**THE TASK:** Print word for word the first line of the records below and every following line through the one containing "column 141, row 63"; print nothing else.

---

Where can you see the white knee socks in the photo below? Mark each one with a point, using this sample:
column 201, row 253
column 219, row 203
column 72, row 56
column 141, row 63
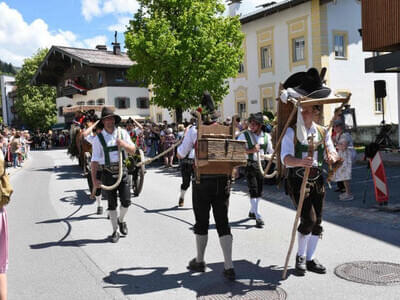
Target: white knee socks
column 253, row 205
column 312, row 246
column 226, row 245
column 114, row 219
column 122, row 213
column 302, row 241
column 201, row 243
column 98, row 201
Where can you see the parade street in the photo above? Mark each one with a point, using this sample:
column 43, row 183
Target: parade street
column 59, row 246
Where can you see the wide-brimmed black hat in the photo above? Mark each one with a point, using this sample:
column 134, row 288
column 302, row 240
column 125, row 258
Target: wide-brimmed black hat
column 311, row 85
column 208, row 103
column 107, row 112
column 257, row 117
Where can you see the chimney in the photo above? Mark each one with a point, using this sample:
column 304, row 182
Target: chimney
column 234, row 6
column 116, row 46
column 101, row 47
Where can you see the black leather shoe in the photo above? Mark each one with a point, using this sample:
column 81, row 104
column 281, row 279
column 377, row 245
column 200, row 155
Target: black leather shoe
column 230, row 274
column 259, row 223
column 123, row 228
column 196, row 266
column 315, row 266
column 300, row 264
column 115, row 237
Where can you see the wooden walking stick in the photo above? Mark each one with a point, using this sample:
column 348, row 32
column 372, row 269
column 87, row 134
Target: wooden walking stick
column 300, row 205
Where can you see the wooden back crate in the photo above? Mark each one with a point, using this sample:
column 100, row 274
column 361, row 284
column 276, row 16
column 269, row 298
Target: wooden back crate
column 218, row 152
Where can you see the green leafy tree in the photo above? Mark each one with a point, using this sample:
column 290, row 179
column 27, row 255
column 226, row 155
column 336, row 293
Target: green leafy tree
column 35, row 105
column 182, row 48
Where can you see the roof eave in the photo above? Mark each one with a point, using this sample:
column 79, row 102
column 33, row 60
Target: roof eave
column 272, row 10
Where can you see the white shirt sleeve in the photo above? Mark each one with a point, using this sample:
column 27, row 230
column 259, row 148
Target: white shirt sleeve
column 270, row 149
column 329, row 144
column 287, row 147
column 126, row 137
column 97, row 151
column 188, row 142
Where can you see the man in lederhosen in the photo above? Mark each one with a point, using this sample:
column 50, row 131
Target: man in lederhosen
column 294, row 155
column 212, row 191
column 258, row 143
column 105, row 153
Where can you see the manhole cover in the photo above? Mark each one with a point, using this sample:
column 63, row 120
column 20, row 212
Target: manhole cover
column 370, row 272
column 242, row 290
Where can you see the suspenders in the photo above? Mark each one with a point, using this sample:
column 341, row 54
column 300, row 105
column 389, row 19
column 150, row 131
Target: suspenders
column 107, row 150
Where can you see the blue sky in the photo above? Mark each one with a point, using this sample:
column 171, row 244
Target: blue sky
column 26, row 25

---

**OUTPUT:**
Where can you see the white knee socks in the photo below? Mark each one with a point, using this sample:
column 201, row 253
column 219, row 203
column 72, row 56
column 141, row 63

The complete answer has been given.